Selected excerpt:

Content starts

Netflix Boss Gives His Take On Scarlett Johansson’s Black Widow Lawsuit

Scarlett Johansson’s ongoing dispute with Disney over the handling of Black Widows release has certainly generated a lot of discussion, from fellow actors to other members of the MCU. With the case potentially representing a landmark in how stars negotiates with studios over their back-end from theatrical and streaming releases, it’s attracted commentary from industry heads, including Netflix boss Ted Sarandos.

Speaking at the Code Conference this week, Sarandos gave his reasonably diplomatic response to questions from Kara Swisher about the lawsuit, commenting as so:

“I watch these things as a spectator I would have said this or said that. I’m fortunate that we have not been in those shoes…talent has to be respected and compensated.”

While it’s understandable that the CEO wouldn’t get too drawn on his opinion of Disney, his support for “talent” reiterates how much appeal Netflix carries for attracting stars with major contracts to work exclusively for the company. Given the difficulties studios have faced with day-and-date strategies during the pandemic, it’s becoming more apparent that the visibility of big-budget titles on platforms such as Disney+ and HBO Max hasn’t been a great success.

Content ends

Exercise instructions:
1: In the article about the Black Widow lawsuit, who asked Ted Sarandos about the case?
2: Pick up the article about the Black Widow lawsuit after its final sentence and keep writing it.

Extracted data:

Content starts

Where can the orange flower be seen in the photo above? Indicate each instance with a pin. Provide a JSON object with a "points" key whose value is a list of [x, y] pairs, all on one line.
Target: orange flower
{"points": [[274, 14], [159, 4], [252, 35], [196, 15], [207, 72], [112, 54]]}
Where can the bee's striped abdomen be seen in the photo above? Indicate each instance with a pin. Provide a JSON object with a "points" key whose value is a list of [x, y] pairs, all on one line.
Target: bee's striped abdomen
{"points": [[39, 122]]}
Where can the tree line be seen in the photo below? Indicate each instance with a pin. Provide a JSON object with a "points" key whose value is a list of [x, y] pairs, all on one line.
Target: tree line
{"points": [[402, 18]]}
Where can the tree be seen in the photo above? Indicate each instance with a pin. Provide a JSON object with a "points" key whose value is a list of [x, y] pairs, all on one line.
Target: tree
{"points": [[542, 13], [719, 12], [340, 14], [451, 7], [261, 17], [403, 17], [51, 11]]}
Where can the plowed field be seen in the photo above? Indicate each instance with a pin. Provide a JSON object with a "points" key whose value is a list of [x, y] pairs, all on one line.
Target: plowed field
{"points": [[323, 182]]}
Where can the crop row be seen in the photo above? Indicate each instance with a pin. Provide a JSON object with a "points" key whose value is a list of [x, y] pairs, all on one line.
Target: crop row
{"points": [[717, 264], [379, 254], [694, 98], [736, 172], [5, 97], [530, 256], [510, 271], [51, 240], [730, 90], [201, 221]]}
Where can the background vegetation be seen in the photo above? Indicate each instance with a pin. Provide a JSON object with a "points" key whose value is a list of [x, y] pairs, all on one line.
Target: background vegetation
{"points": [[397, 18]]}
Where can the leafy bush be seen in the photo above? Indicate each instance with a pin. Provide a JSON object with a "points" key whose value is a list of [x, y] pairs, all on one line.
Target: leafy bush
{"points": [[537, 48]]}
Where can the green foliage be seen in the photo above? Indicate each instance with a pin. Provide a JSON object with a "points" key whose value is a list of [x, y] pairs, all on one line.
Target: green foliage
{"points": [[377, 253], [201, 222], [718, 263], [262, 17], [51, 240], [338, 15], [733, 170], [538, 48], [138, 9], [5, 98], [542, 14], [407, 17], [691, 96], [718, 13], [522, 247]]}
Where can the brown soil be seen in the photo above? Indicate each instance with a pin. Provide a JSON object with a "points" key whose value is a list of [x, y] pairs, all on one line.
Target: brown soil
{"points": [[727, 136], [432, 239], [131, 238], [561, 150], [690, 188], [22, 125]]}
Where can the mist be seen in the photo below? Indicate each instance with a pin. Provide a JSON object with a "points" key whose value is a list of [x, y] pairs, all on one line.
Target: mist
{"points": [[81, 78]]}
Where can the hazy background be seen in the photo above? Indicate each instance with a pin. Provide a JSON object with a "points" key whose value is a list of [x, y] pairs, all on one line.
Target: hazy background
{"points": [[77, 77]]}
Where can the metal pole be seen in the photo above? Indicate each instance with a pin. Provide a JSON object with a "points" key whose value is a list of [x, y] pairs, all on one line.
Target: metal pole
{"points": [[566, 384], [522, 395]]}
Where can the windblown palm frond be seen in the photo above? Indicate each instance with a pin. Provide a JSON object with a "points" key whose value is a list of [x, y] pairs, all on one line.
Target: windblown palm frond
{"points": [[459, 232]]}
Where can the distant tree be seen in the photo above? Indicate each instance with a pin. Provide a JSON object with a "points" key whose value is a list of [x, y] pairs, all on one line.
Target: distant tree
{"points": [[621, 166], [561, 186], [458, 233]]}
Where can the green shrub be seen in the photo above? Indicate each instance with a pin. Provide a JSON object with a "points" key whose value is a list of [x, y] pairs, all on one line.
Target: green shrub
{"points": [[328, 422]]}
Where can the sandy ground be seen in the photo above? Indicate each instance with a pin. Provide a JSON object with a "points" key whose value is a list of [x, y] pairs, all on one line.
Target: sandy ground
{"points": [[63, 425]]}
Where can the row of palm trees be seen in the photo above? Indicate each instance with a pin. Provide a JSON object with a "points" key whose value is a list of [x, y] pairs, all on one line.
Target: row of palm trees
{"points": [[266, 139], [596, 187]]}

Content ends

Written responses:
1: Kara Swisher

2:
The Mouse House also appear to be moving away from the VOD and cinema model introduced since 2020, with Shang-Chi and the Legend of the Ten Rings, Spider-Man: No Way Home and Eternals all getting exclusive in-theater premieres before a short wait to debut online. Furthermore, the recently installed Disney CEO Bob Chapek has addressed the controversy as being the result of a transitional period for their business since COVID-19 hit, and reiterated his commitment to respecting talent.

To this end, it’s probably reasonable to assume that Scarlett Johansson’s legal team will be able to reach some kind of deal with the corporation over Black Widow, and that there won’t be long-term bad blood between them. For Sarandos and Netflix, though, the relationship between high-profile actors, directors, and producers with their traditional Hollywood employers, will likely be closely monitored for opportunities to target them with more favorable deals.